— START Passage given —

Re: Terribly slow query with very good plan?

Les <nagylzs@xxxxxxxxx> · Fri, 4 Feb 2022 11:00:47 +0100

I really think now that the query plan is wrong (or "could be improved" so to say). As far as I understand, the "index only scan" is essentially a sequential scan on the index data. In this specific case, where the filter is a "begins with" condition on a field that is the starting (and only) column of an index, there is a much much better way to find out if there is a row or not: lookup the closest value in the index and see if it begins with the value. The operation of looking up the closest value in an index would be much more efficient.

> I don't understand how it is possible in the slow case  Rows Removed by Filter: 792025 (returns 0 row) and in the second case Rows Removed by Filter: 15 (returns 1 row).
Pavel, I think it is because the scan found a suitable row at the beginning of the scan and stopped the scan. If you look at that plan you will see that it uses a seq scan. It was fast by accident. :-)

The plan of that single-row version was changed to a normal index scan, after I added the collation "C" index:

EXPLAIN (ANALYZE, COSTS, VERBOSE, BUFFERS)

— END Passage given —

** Given exercise 1 **
From the post about the slow query, return word for word the part that opens with "The plan of" and closes with "COSTS, VERBOSE, BUFFERS)".

— START Entries —

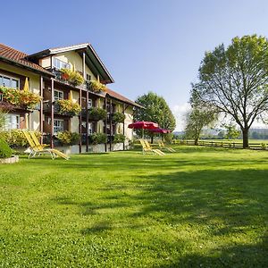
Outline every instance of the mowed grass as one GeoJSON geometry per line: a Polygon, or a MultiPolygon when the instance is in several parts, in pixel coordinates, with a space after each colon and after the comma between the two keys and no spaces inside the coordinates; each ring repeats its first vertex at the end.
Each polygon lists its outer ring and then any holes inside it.
{"type": "Polygon", "coordinates": [[[268,267],[268,152],[0,165],[1,267],[268,267]]]}

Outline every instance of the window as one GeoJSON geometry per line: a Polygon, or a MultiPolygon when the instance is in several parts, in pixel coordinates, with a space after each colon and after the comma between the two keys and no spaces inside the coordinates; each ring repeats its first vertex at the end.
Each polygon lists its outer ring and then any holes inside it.
{"type": "MultiPolygon", "coordinates": [[[[87,122],[83,121],[82,126],[87,130],[87,122]]],[[[88,122],[88,135],[93,134],[93,122],[88,122]]]]}
{"type": "Polygon", "coordinates": [[[5,130],[17,130],[20,129],[20,115],[7,113],[4,117],[4,129],[5,130]]]}
{"type": "Polygon", "coordinates": [[[93,123],[88,122],[88,134],[91,135],[93,134],[93,123]]]}
{"type": "Polygon", "coordinates": [[[55,119],[54,121],[54,133],[57,134],[60,131],[64,130],[64,121],[60,119],[55,119]]]}
{"type": "Polygon", "coordinates": [[[90,81],[91,80],[91,75],[87,73],[87,80],[90,81]]]}
{"type": "Polygon", "coordinates": [[[66,63],[57,58],[53,58],[53,67],[56,69],[62,69],[62,68],[71,69],[70,63],[66,63]]]}
{"type": "Polygon", "coordinates": [[[54,100],[63,99],[63,91],[54,90],[54,100]]]}
{"type": "Polygon", "coordinates": [[[93,107],[93,100],[89,98],[88,103],[88,109],[90,109],[91,107],[93,107]]]}
{"type": "Polygon", "coordinates": [[[3,75],[0,73],[0,86],[6,88],[19,88],[20,80],[18,79],[3,75]]]}

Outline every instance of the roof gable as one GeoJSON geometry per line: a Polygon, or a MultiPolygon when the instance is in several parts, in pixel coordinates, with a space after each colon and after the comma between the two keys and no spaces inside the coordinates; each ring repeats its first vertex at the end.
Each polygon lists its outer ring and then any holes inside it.
{"type": "Polygon", "coordinates": [[[53,76],[51,72],[47,71],[40,65],[29,61],[27,56],[28,54],[21,51],[4,44],[0,44],[0,60],[19,64],[20,66],[26,67],[33,71],[42,72],[46,75],[53,76]]]}
{"type": "Polygon", "coordinates": [[[96,52],[94,50],[93,46],[89,43],[82,43],[79,45],[42,50],[40,52],[29,55],[28,59],[36,61],[37,59],[40,59],[46,56],[54,55],[69,51],[76,51],[81,57],[83,57],[83,52],[85,52],[86,64],[92,71],[93,74],[96,77],[99,75],[100,80],[104,84],[114,82],[108,70],[106,69],[106,67],[97,55],[96,52]]]}

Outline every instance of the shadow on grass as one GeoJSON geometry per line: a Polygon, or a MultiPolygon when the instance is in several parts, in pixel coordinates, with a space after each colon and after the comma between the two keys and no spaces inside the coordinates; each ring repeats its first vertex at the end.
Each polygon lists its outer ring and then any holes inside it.
{"type": "Polygon", "coordinates": [[[255,244],[221,247],[207,254],[188,254],[158,267],[256,267],[268,265],[268,235],[255,244]]]}

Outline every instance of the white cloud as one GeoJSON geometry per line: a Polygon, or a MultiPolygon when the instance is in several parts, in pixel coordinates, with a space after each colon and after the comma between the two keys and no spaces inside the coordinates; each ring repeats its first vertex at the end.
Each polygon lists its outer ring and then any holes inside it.
{"type": "Polygon", "coordinates": [[[172,111],[176,118],[176,129],[177,131],[181,131],[184,129],[184,115],[186,112],[190,109],[188,103],[174,105],[172,111]]]}

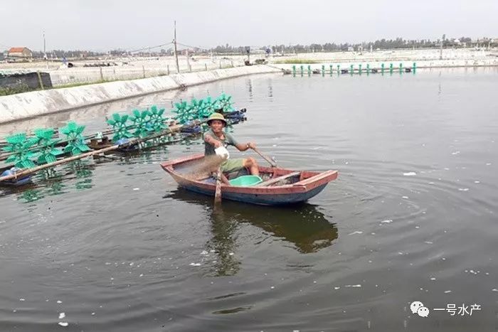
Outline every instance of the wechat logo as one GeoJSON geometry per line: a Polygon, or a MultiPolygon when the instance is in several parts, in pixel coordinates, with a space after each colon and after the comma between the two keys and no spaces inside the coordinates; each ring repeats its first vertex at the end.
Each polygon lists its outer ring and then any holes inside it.
{"type": "Polygon", "coordinates": [[[429,316],[429,309],[423,306],[423,304],[419,301],[415,301],[410,305],[412,314],[418,314],[420,317],[427,317],[429,316]]]}

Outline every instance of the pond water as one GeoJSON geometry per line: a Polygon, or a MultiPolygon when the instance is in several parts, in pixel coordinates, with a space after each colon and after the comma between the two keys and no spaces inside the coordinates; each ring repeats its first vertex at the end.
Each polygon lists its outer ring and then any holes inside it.
{"type": "Polygon", "coordinates": [[[248,109],[239,141],[339,172],[299,206],[214,210],[159,165],[203,151],[193,141],[0,189],[0,330],[496,331],[497,80],[259,75],[0,127],[92,133],[115,112],[223,91],[248,109]],[[480,310],[434,310],[448,304],[480,310]]]}

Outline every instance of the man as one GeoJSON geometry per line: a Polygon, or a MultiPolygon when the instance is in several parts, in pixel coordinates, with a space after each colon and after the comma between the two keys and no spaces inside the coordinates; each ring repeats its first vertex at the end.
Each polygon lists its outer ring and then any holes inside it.
{"type": "MultiPolygon", "coordinates": [[[[206,157],[216,155],[214,150],[220,146],[233,145],[238,151],[256,147],[253,142],[238,143],[231,134],[225,132],[223,128],[226,126],[226,120],[222,114],[215,112],[211,114],[208,118],[208,125],[210,129],[204,133],[204,156],[206,157]]],[[[245,168],[252,175],[260,175],[258,163],[253,158],[228,159],[221,167],[221,171],[225,173],[235,172],[245,168]]]]}

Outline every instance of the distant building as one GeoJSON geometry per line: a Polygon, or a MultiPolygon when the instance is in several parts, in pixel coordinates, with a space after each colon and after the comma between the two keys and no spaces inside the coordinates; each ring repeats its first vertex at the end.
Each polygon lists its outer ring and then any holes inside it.
{"type": "Polygon", "coordinates": [[[13,47],[7,54],[13,58],[33,58],[33,52],[27,47],[13,47]]]}

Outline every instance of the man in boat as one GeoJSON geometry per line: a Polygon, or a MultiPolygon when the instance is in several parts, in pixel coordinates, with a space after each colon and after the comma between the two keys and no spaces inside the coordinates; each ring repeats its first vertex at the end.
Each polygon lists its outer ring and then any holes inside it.
{"type": "MultiPolygon", "coordinates": [[[[215,149],[220,146],[226,147],[228,145],[233,145],[241,151],[256,147],[253,142],[238,143],[233,135],[225,132],[223,128],[226,127],[226,120],[221,113],[214,112],[211,114],[208,118],[208,125],[210,129],[204,133],[204,156],[206,157],[216,155],[215,149]]],[[[258,163],[254,158],[228,159],[221,164],[221,167],[222,173],[236,172],[243,168],[247,168],[251,175],[260,175],[258,163]]],[[[227,183],[228,181],[223,178],[225,177],[223,176],[222,180],[227,183]]]]}

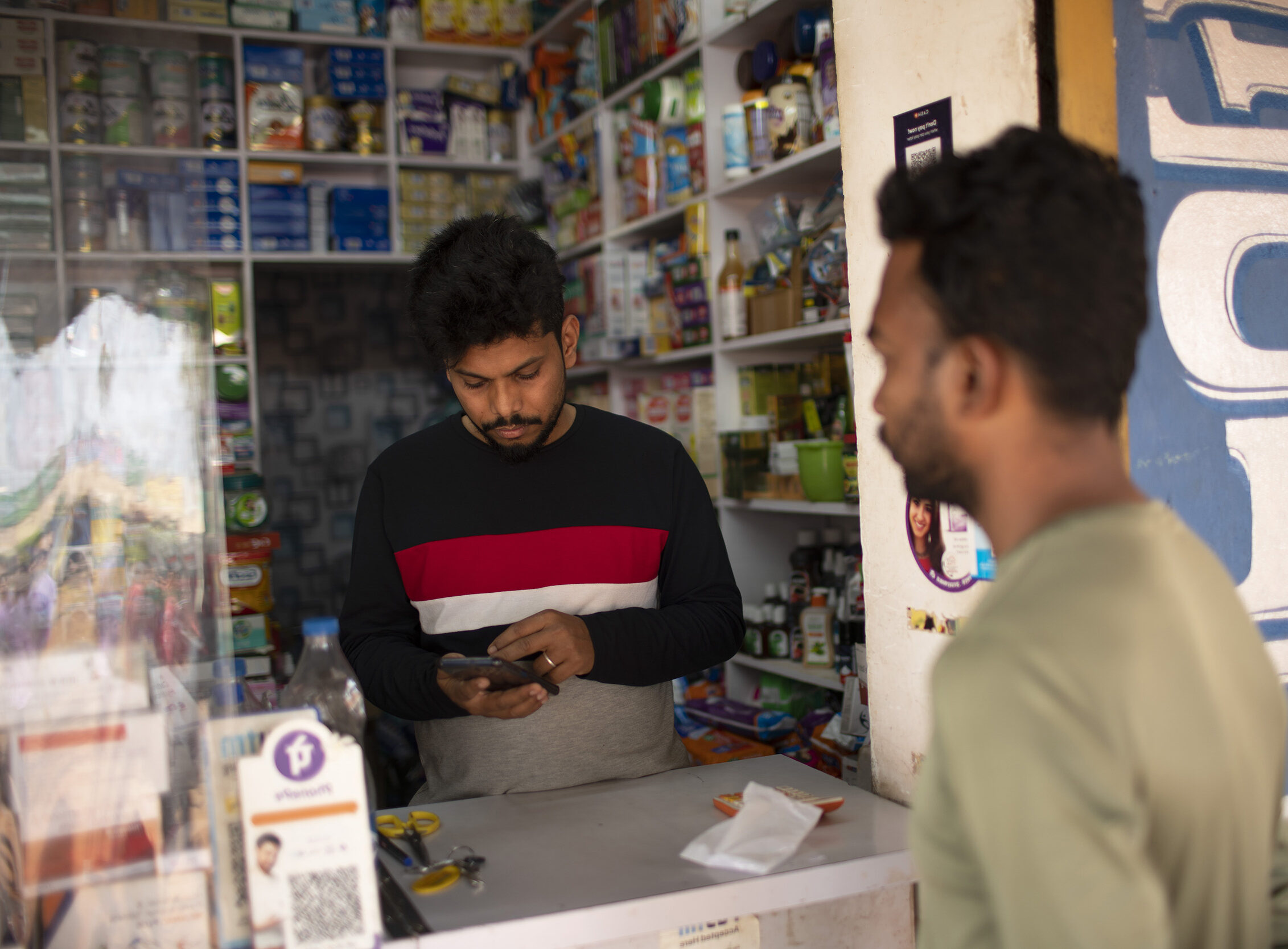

— END Entries —

** Given exercise 2 **
Locate every line of the listing that contains the string "grass", matching its case exactly, and copy each such line in full.

** Expected answer 1 **
The plan of that single-row version was changed to a normal index scan, after I added the collation "C" index:

EXPLAIN (ANALYZE, COSTS, VERBOSE, BUFFERS)

** Expected answer 2 **
Outline every instance of the mowed grass as one GeoJSON geometry per line: a Polygon, or a MultiPolygon when the instance is in several parts, in pixel coordinates, with a space after each colon and after the comma between the two keys and no spaces inside the coordinates; each ring repeats its first vertex at the end.
Outline every instance of the shadow on grass as one GeoJSON geometry per line: a Polygon, or a MultiPolygon when the instance is in several parts, in pixel coordinates, with a space after each colon and after the comma between the two keys and no spaces inside the coordinates; each ring repeats its first vertex at the end.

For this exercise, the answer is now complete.